- [Task goal]: Rewrite all of the material below, replacing "A dot per instance is expected" with "Each instance gets exactly one dot" wherever it appears and leaving everything else unchanged. Omit the pictures from your answer.

Start of Input data

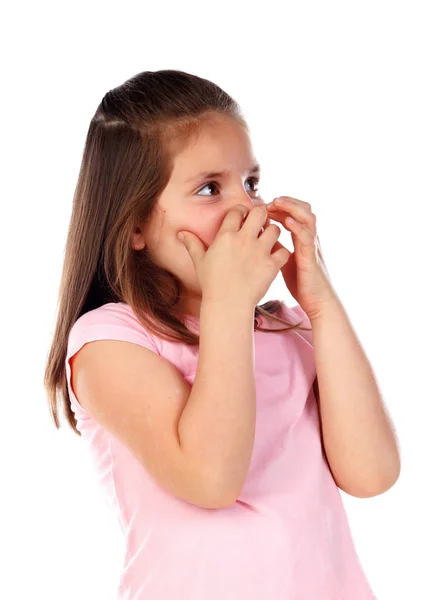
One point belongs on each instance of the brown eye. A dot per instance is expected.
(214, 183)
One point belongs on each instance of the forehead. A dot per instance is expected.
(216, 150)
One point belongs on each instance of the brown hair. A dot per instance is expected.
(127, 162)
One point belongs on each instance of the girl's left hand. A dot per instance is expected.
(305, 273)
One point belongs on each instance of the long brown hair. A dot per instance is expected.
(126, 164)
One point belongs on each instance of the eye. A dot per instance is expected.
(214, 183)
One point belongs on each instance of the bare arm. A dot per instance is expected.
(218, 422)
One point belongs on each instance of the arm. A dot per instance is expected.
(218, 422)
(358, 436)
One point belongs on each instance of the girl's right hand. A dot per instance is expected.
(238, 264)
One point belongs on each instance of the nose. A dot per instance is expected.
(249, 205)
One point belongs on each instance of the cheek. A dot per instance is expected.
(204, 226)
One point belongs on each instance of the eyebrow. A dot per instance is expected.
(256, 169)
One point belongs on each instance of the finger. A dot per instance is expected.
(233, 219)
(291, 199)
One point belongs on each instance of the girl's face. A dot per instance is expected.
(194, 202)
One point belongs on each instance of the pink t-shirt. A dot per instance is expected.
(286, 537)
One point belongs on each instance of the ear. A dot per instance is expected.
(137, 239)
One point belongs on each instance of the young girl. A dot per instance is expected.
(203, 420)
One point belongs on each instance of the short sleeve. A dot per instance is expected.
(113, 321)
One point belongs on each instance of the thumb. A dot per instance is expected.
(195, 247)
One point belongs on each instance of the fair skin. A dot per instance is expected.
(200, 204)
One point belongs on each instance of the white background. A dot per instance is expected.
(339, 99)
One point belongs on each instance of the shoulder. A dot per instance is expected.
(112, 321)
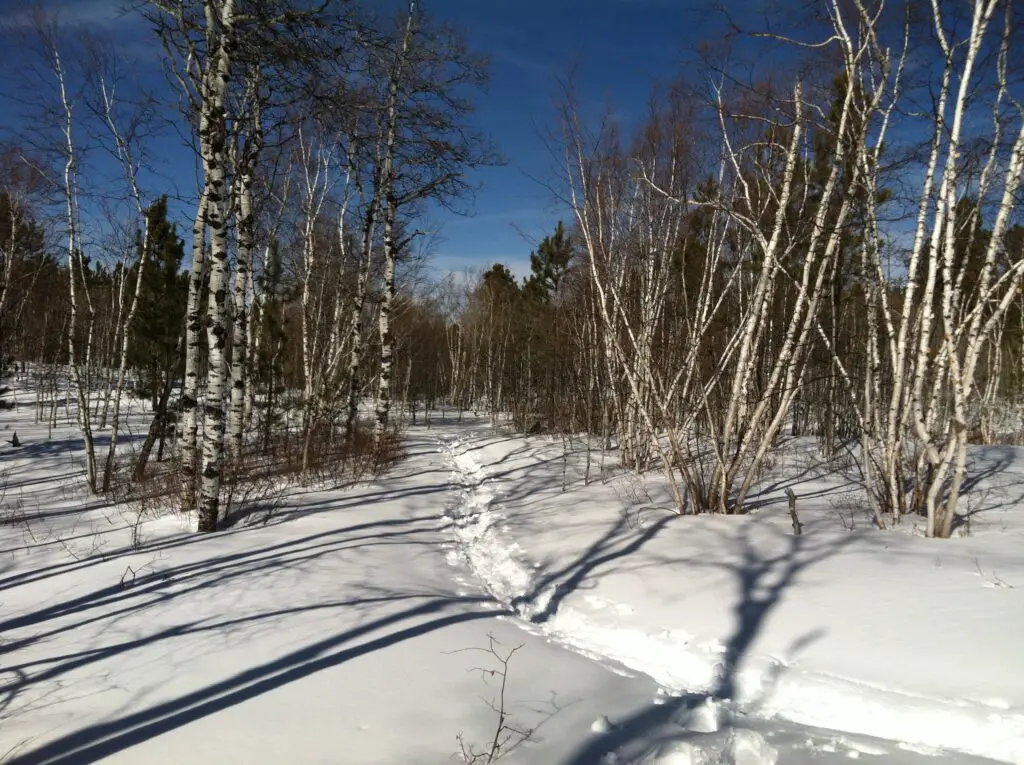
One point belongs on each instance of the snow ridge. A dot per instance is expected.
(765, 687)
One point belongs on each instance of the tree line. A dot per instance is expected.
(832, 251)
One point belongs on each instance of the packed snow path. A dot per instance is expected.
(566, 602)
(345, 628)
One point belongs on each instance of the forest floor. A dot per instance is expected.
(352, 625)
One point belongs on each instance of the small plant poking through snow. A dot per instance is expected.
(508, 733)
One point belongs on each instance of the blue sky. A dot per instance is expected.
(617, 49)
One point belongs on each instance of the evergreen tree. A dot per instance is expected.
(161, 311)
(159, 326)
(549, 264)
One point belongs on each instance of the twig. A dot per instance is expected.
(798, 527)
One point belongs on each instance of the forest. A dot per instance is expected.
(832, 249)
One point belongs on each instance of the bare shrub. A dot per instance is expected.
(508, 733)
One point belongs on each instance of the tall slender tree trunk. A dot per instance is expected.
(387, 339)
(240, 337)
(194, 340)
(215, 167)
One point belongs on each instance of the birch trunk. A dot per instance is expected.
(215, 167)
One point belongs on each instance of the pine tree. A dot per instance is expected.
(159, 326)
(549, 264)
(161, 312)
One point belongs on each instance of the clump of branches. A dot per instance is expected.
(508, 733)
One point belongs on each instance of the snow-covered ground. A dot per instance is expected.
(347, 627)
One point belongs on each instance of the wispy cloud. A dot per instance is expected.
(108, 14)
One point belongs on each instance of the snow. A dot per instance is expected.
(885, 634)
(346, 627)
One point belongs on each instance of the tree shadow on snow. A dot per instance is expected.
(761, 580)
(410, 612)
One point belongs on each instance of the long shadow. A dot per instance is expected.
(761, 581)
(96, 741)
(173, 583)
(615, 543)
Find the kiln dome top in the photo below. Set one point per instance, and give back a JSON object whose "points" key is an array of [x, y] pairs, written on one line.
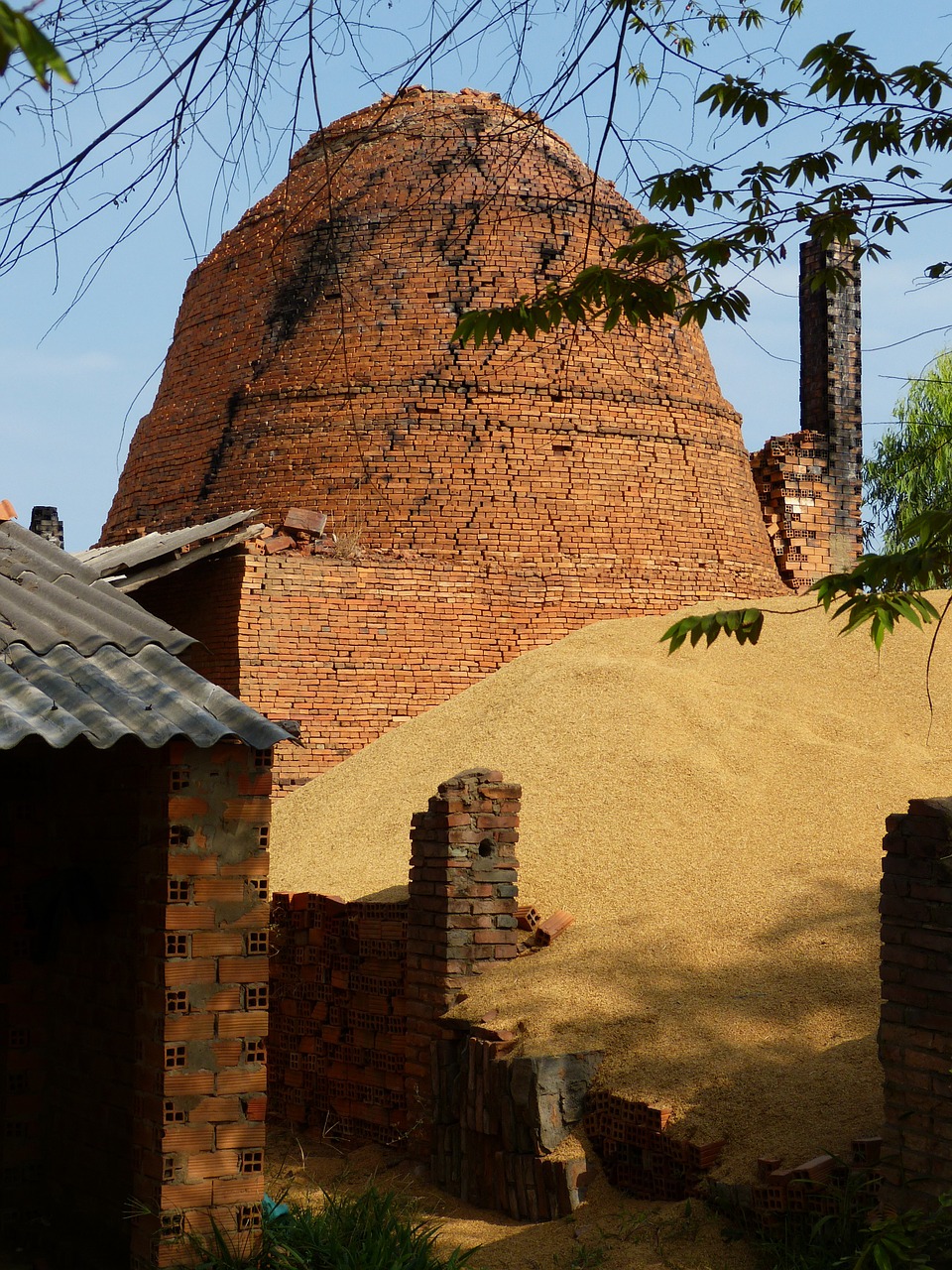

End of Input data

- [Full answer]:
One point belongs on each instance of the brown eye. Each instance gets exactly one dot.
(214, 183)
One point belongs on each instance of the forehead. Each instance gets exactly one dot.
(216, 150)
One point belongs on each instance of the brown hair. Each instance gets exactly one dot.
(127, 162)
One point belongs on each instance of the girl's left hand. Each instance gets exactly one dot.
(305, 273)
One point belongs on each instance of the long brown hair. Each instance gets exactly one dot.
(126, 164)
One point belongs on each instance of the eye. Each instance gets exactly one dot.
(214, 183)
One point belongs on each instance of the bare arm. Each instance gets exactly one dot.
(218, 422)
One point belongs on each instance of the arm. Each instance gets exactly one dot.
(218, 422)
(358, 436)
One point belongs on each instance of the girl's right hand. Each instance gets exactly one dot.
(238, 264)
One point belongs on each instance of the nose. Each instance gets exactly one dot.
(249, 205)
One point belongs on each instance of the cheek. Each instance gets exactly one dot.
(204, 226)
One point belongs on each instance of the eyebrow. Each instance gets exactly one dot.
(256, 169)
One point belongs on each instance of the finger. Each instance gets exactly one dot.
(233, 219)
(291, 199)
One point belongs on each instance of the girl's face. Each instance gets exactly one dot.
(194, 202)
One point belongs on each instance of the pink t-shirt. Each instance gets exactly one dot.
(286, 537)
One point belongs on each instance of the ear. Each instance gets exactly one dot.
(137, 239)
One point belongs on each instance of the young girl. Each instance gets exactly one dot.
(203, 420)
One point belongs on each instance of the short sleeve. Each instance gets exactly one dot.
(113, 321)
One point belongs on each instance of the thumb. Each instance gets exactly one dot.
(195, 247)
One point belongs on each instance of the fair skin. Each instance gets exactly one dot.
(200, 204)
One point belongs on each instance of the white background. Each instance gets exactly one dot.
(339, 99)
One point belongs on each instance of the shoulder. Each instance gets exactly one dot.
(112, 321)
One point belongs on each instance of the snow ridge. Each instance gets exactly one dot.
(765, 687)
One point belongs on each instance of the tree line. Each instance gets exactly one dot.
(832, 251)
One point belongs on each instance of the packed snow path. Each instance gets exactly one dot.
(566, 602)
(345, 628)
One point belongs on each instance of the forest floor. Each instance gets exactly one dot.
(352, 625)
One point belongs on each instance of the small plant poking through snow. Each instance gets exactly one dot.
(508, 733)
One point belongs on each instance of the blue sky. Each instance gets exactly one dot.
(617, 49)
One point belongs on each instance of the evergreen tree. Each instance gets exactly one dot.
(161, 311)
(159, 326)
(549, 264)
One point belongs on each instance of the twig. Each instance gets exactly one dot.
(798, 527)
One point belongs on each instance of the forest. Each instance gets exactly one dot.
(832, 249)
One point belongs on each instance of the bare shrub. Each instance gets exactly one dot.
(508, 733)
One point belongs on each instance of the tall slender tree trunk. Each instance gets exactly one dot.
(387, 339)
(240, 337)
(194, 340)
(215, 167)
One point belongs on each instance of the birch trunk. Each instance gets exactly one dot.
(215, 167)
One point belongs on each instance of the pine tree. Each instance gets exactly one dot.
(159, 326)
(549, 264)
(161, 312)
One point belongs on each instance of the clump of branches. Each instance gets exactly one dot.
(508, 733)
One point belongs on each instance of the snow-covered ground. Each instance gets exactly one dot.
(347, 627)
One point belongs on each instance of the wispy cloud. Each instance gets exactly one dot.
(108, 14)
One point belongs on each instance of the snow. Each instance gets exactly one dot.
(885, 634)
(346, 627)
One point belongs on each instance of the tree shadow on snow. Each instance gets exactly one dot.
(761, 580)
(410, 612)
One point belongs on each instance of the long shadow. Each instance gets exactly one dot.
(761, 581)
(96, 741)
(173, 583)
(615, 543)
Find the kiln dome top in the photo below. Set one point per instance, and give back a JSON object whose "points" key is an array of [x, y] pairs, written on one line.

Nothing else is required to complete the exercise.